* Begin SUPPLIED PASSAGE *

Maybe Ben could just have said, "Focus on what's important." But I've heard that all my life, and isn't the Reuben/Ninja example just a bit catchier?

Tuesday, January 22, 2013

End of an Era: Choosing Happy


I've spent thirty days of my life on this beach in the past two years. I've walked out onto the sand, feeling it give under my feet, waves lapping at the toes of my boots, and feeling utterly grateful to find a life where I never expected it.

I started my MFA program in Seaside, Oregon, and ended it there, although graduation ceremonies closer to Portland in June will formalize it all. But I could walk across that stage in June or not walk, wear the cap and gown or hang at home in jammies, and the degree is still mine. I now have a master's.

I don't even know what that means, other than that now I can tell how awful my writing is. If there is ever a time when the adage "The more you know, the more you don't know," holds true, this is it.

It is, at the same time, awful, and awfully better.

I read 86 books in the last two years - most of which I really loved and would never have otherwise heard of. I wrote over two hundred pages of a novel, put it aside and wrote six short stories, rewriting them until my fingers nearly bled - and probably my advisor's eyes bled. He was too kind to tell me if he winced every time my packets came in, but I suspect.

The thing is, somewhere towards the end, I suddenly got it. Just... a year of slamming my head against the keyboard over these short stories, not getting what seemed to be basic elements, everything on the page looking awkward and clumsy, and suddenly it was if someone took the blindfold off my eyes and I could see what I was doing wrong, and how to do it better. I could see why it wasn't working, why my characters felt like puppets I was moving around rather than real people, why my stories bored me, why the endings never worked. It was the entire cliched light-bulb moment.

I'd like to say it just took a lot of writing, the proverbial practice makes perfect, but I have to give most of the credit to Pete, who gave my work more attention than it deserved, who didn't give up even when I kept making the same mistakes, who doled out words of wisdom when I needed them to keep going, and eventually, praise that felt hard-earned.

* End SUPPLIED PASSAGE *
* Begin EXTRACTED ENTRIES *

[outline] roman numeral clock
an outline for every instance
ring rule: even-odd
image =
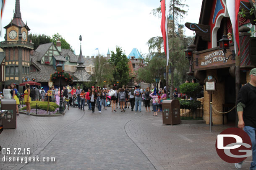
[[[9,24],[4,27],[6,30],[4,41],[1,42],[4,51],[5,66],[3,69],[5,85],[11,83],[19,84],[23,78],[30,74],[30,52],[34,44],[29,42],[27,24],[21,19],[20,1],[16,0],[13,18]],[[22,91],[22,86],[19,87]]]

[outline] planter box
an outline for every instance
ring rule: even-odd
[[[56,86],[60,86],[60,81],[61,81],[61,86],[67,86],[67,81],[65,81],[64,78],[58,78],[54,81],[54,84]]]

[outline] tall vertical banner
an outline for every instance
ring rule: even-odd
[[[5,3],[5,0],[0,0],[0,10],[1,10],[1,13],[1,13],[1,15],[0,16],[0,36],[1,37],[3,36],[3,30],[2,29],[2,18],[3,12],[3,11]]]
[[[240,48],[238,16],[240,6],[240,0],[227,0],[227,8],[232,25],[235,40],[234,41],[235,51],[237,56],[239,55]],[[237,48],[237,47],[238,49]]]
[[[161,11],[162,12],[162,20],[161,21],[161,30],[163,39],[164,39],[164,49],[166,56],[167,66],[168,66],[169,61],[169,46],[168,44],[168,32],[167,31],[167,19],[165,17],[165,14],[168,15],[169,14],[169,8],[170,8],[169,0],[167,0],[166,7],[168,11],[166,13],[165,11],[165,0],[162,0],[161,1]]]

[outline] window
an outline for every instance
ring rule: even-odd
[[[37,71],[37,69],[34,66],[31,66],[30,67],[30,71],[31,72],[36,72]]]
[[[14,74],[14,67],[10,67],[10,74]]]
[[[6,67],[6,74],[10,74],[10,67]]]
[[[18,67],[15,67],[15,74],[18,74]]]

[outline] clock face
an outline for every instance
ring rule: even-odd
[[[23,31],[22,32],[22,39],[23,40],[26,40],[27,38],[27,34],[26,33],[26,32]]]
[[[17,37],[17,32],[14,30],[12,30],[9,33],[9,37],[11,39],[14,39]]]

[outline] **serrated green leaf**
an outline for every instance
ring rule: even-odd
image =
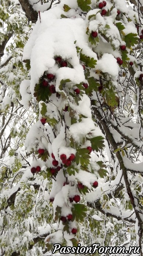
[[[77,0],[78,6],[81,9],[83,12],[88,12],[91,9],[91,7],[89,6],[91,4],[91,0]]]
[[[122,22],[117,22],[115,25],[119,30],[123,30],[125,29],[125,27]]]
[[[41,105],[42,106],[41,110],[40,111],[40,113],[42,116],[44,116],[47,112],[47,106],[44,102],[42,102],[41,103]]]
[[[131,46],[134,46],[137,45],[139,39],[137,37],[137,34],[129,33],[125,36],[124,40],[126,43],[126,46],[128,48],[130,48]]]
[[[104,138],[102,136],[97,136],[91,139],[89,139],[91,143],[92,148],[97,152],[100,149],[102,149],[105,147],[104,144]]]

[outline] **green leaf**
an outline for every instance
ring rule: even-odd
[[[86,65],[90,68],[94,68],[96,65],[97,61],[94,59],[94,58],[90,58],[81,53],[80,54],[80,59],[81,61],[85,62]]]
[[[135,45],[137,44],[139,39],[136,37],[137,36],[137,34],[133,33],[129,33],[125,36],[124,40],[127,47],[130,48],[131,46],[134,46]]]
[[[44,102],[41,103],[41,104],[42,106],[42,107],[40,113],[43,116],[45,115],[46,113],[47,112],[47,106]]]
[[[83,12],[87,12],[91,9],[88,5],[91,3],[91,0],[77,0],[77,3],[79,7]]]
[[[69,79],[66,79],[65,80],[62,79],[60,82],[60,85],[59,86],[60,90],[62,91],[63,89],[63,86],[64,83],[69,83],[71,81]]]
[[[73,220],[77,221],[83,222],[84,218],[86,217],[86,212],[87,208],[84,204],[75,204],[72,209]]]
[[[123,30],[125,29],[125,27],[122,22],[117,22],[115,25],[119,30]]]
[[[102,149],[105,147],[104,144],[104,138],[102,136],[97,136],[89,140],[91,143],[92,149],[97,152],[100,149]]]
[[[63,6],[63,9],[64,10],[64,12],[68,12],[69,10],[70,10],[71,8],[70,8],[69,6],[68,6],[67,4],[64,4],[64,5]]]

* End EXTRACTED ENTRIES *

**DIRECTION:**
Could you copy the part of the post about finishing the MFA starting at "End of an Era: Choosing" and ending at "and awfully better."?

**OUTPUT OF THE TASK:**
End of an Era: Choosing Happy


I've spent thirty days of my life on this beach in the past two years. I've walked out onto the sand, feeling it give under my feet, waves lapping at the toes of my boots, and feeling utterly grateful to find a life where I never expected it.

I started my MFA program in Seaside, Oregon, and ended it there, although graduation ceremonies closer to Portland in June will formalize it all. But I could walk across that stage in June or not walk, wear the cap and gown or hang at home in jammies, and the degree is still mine. I now have a master's.

I don't even know what that means, other than that now I can tell how awful my writing is. If there is ever a time when the adage "The more you know, the more you don't know," holds true, this is it.

It is, at the same time, awful, and awfully better.